* [Data for analysis]:
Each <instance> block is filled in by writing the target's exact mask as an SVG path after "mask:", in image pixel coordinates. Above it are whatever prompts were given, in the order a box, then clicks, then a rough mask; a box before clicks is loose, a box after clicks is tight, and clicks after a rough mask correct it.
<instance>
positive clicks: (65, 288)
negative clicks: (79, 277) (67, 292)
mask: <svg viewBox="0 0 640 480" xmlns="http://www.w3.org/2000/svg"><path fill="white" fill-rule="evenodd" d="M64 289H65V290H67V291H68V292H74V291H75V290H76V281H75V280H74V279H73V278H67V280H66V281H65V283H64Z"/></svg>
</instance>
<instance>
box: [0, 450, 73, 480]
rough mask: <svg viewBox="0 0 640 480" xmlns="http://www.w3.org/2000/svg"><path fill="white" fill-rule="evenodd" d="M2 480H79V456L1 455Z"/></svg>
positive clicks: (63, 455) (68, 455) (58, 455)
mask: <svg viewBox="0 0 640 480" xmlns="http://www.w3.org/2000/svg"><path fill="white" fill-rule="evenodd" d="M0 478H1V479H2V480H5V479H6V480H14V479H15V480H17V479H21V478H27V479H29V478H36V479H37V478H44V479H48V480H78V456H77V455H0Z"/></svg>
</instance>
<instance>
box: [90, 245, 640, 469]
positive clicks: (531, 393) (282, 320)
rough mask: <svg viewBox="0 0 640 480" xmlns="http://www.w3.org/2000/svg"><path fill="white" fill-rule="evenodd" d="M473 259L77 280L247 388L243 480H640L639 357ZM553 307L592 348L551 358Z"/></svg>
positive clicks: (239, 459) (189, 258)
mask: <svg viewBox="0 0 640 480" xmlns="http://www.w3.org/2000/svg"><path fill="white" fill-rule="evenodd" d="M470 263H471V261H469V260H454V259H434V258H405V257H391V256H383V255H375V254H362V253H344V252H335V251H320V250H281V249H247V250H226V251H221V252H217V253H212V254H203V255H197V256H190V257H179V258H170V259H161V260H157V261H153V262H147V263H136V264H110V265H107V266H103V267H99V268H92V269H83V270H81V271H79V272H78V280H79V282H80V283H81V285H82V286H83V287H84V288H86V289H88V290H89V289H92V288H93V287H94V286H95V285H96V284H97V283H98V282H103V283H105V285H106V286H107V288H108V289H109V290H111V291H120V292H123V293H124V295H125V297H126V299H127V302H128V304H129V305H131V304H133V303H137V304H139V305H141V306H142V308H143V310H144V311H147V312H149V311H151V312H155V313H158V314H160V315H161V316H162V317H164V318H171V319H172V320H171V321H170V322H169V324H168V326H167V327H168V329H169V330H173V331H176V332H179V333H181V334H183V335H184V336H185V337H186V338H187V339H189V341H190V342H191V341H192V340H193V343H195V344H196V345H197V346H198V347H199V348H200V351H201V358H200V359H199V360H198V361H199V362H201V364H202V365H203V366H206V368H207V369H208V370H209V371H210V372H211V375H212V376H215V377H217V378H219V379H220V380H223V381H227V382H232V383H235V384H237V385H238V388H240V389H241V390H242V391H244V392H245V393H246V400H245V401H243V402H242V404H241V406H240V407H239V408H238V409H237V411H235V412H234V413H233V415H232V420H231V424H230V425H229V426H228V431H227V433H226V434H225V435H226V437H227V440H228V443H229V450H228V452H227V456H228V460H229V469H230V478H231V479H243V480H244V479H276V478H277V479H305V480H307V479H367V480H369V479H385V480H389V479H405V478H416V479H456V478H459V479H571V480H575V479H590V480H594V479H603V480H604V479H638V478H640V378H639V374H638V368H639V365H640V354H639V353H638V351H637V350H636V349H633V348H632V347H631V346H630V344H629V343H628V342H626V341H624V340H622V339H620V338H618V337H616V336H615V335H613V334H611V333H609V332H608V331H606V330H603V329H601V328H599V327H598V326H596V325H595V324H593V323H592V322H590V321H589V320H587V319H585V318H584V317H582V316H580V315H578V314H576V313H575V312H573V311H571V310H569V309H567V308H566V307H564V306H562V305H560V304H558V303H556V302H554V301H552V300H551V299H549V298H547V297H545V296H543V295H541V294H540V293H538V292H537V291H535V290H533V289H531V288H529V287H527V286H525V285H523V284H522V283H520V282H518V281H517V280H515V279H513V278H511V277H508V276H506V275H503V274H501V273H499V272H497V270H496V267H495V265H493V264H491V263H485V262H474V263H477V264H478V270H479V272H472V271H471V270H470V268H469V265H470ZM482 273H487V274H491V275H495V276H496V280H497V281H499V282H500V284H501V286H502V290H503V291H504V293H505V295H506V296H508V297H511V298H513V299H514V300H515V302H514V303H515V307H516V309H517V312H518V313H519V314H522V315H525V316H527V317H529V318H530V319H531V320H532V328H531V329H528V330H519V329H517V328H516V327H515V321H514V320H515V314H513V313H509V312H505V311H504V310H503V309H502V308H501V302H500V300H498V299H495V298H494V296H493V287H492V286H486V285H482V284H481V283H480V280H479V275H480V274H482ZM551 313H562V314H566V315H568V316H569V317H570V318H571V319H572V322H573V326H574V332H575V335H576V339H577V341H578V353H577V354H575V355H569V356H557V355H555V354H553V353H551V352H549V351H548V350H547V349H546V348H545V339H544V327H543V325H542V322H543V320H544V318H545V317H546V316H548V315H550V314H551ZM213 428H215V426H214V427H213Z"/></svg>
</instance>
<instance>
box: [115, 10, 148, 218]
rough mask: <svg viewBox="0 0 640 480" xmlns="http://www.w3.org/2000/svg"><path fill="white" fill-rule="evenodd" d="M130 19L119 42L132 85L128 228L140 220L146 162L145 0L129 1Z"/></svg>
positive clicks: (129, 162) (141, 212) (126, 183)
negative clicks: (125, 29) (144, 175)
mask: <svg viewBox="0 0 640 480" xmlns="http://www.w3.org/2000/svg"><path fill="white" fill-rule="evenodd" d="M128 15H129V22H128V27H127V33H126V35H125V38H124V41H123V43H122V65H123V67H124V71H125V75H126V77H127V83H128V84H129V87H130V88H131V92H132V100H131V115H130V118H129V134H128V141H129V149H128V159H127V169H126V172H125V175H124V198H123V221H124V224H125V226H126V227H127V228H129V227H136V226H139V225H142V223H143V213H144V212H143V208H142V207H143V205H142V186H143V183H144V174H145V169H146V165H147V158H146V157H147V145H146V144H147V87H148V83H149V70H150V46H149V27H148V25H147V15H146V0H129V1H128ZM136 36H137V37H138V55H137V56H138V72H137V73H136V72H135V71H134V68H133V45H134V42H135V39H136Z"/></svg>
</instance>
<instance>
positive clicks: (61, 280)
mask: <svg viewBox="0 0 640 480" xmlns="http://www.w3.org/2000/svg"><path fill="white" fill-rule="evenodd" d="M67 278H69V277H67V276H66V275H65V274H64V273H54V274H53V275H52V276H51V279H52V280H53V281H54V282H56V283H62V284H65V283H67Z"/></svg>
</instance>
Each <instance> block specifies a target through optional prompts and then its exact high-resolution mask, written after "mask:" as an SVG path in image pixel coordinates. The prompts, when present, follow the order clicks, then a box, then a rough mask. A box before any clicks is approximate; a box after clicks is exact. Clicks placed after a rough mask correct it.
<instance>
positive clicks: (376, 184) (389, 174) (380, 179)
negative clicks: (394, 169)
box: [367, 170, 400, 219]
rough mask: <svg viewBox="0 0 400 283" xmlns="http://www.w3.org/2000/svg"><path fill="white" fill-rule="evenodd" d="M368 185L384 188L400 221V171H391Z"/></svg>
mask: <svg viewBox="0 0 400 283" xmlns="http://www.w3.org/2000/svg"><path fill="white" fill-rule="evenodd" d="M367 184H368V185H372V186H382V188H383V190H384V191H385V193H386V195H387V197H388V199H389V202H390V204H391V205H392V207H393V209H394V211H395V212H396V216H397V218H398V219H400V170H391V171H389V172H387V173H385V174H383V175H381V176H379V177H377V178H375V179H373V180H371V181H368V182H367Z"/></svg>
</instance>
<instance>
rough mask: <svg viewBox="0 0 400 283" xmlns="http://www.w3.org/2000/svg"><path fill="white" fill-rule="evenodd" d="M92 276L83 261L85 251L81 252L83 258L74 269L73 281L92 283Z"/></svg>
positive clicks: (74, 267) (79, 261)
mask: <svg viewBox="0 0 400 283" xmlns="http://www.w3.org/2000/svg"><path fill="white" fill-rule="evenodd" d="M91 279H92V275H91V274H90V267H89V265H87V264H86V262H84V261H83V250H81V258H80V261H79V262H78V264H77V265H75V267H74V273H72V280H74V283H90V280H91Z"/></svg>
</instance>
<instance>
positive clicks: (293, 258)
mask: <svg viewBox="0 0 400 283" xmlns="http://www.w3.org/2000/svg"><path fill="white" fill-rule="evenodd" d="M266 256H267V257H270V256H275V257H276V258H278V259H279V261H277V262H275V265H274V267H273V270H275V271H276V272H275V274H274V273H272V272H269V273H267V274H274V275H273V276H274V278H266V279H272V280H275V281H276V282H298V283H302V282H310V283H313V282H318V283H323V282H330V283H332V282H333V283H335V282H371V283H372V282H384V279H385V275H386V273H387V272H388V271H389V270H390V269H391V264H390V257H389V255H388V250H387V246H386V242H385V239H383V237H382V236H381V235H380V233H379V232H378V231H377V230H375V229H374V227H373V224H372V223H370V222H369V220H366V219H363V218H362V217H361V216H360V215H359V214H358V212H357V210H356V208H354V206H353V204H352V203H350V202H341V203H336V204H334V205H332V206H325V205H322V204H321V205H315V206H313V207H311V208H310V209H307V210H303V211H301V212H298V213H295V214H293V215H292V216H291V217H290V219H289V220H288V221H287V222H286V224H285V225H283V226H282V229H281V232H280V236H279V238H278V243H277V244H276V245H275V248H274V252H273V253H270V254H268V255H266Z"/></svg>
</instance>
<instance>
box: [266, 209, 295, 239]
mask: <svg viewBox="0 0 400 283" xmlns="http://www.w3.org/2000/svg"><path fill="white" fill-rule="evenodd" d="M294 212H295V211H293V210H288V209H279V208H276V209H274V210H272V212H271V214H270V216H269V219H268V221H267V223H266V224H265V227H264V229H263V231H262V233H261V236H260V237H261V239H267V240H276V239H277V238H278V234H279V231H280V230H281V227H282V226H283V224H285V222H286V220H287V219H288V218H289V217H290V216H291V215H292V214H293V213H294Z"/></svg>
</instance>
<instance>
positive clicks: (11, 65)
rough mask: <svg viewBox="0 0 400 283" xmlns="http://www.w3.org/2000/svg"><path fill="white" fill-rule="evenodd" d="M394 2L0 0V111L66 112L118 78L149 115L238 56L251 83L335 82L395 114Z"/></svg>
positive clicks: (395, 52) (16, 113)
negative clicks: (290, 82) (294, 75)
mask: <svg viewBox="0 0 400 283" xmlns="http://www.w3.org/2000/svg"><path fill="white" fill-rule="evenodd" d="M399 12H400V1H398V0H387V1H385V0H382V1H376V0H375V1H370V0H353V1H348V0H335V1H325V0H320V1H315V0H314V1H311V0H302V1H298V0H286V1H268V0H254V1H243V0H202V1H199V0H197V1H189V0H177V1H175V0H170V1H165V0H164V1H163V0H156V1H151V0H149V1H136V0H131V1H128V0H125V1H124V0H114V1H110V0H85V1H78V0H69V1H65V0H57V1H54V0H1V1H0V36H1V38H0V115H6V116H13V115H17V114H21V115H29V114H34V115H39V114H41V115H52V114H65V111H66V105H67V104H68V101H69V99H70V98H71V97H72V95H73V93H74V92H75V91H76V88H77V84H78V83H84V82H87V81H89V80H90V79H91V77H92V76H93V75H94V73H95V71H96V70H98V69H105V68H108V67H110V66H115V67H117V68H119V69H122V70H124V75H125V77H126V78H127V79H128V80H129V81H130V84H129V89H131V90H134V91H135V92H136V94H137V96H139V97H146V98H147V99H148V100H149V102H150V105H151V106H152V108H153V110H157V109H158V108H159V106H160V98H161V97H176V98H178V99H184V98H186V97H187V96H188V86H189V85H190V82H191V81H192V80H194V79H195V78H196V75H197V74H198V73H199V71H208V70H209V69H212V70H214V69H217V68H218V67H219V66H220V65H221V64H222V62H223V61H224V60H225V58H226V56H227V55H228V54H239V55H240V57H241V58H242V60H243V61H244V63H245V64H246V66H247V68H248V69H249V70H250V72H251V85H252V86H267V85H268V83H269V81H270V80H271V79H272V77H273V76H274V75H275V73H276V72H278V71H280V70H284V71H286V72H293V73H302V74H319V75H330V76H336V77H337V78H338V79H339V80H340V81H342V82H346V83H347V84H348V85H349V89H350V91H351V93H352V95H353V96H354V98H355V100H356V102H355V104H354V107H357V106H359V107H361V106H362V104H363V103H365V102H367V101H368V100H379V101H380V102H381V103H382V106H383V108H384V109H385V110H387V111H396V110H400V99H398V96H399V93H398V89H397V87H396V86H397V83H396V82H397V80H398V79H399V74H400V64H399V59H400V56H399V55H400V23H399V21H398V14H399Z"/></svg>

* [What the exercise asks]:
Every line above from the line with "box: [0, 450, 73, 480]" to the line with "259L77 280L247 388L243" is wanted, ends included; write them out exactly and add no other line.

* [Result below]:
box: [0, 450, 73, 480]
rough mask: <svg viewBox="0 0 640 480" xmlns="http://www.w3.org/2000/svg"><path fill="white" fill-rule="evenodd" d="M2 480H79V456L1 455Z"/></svg>
positive clicks: (63, 455) (68, 455) (58, 455)
mask: <svg viewBox="0 0 640 480" xmlns="http://www.w3.org/2000/svg"><path fill="white" fill-rule="evenodd" d="M0 478H1V479H2V480H5V479H6V480H14V479H15V480H17V479H21V478H27V479H29V478H36V479H37V478H44V479H48V480H78V456H77V455H0Z"/></svg>
</instance>
<instance>
box: [90, 245, 640, 469]
positive clicks: (531, 393) (282, 320)
rough mask: <svg viewBox="0 0 640 480" xmlns="http://www.w3.org/2000/svg"><path fill="white" fill-rule="evenodd" d="M473 259L77 280L247 388L243 480H640L639 357ZM553 307L592 348L551 358Z"/></svg>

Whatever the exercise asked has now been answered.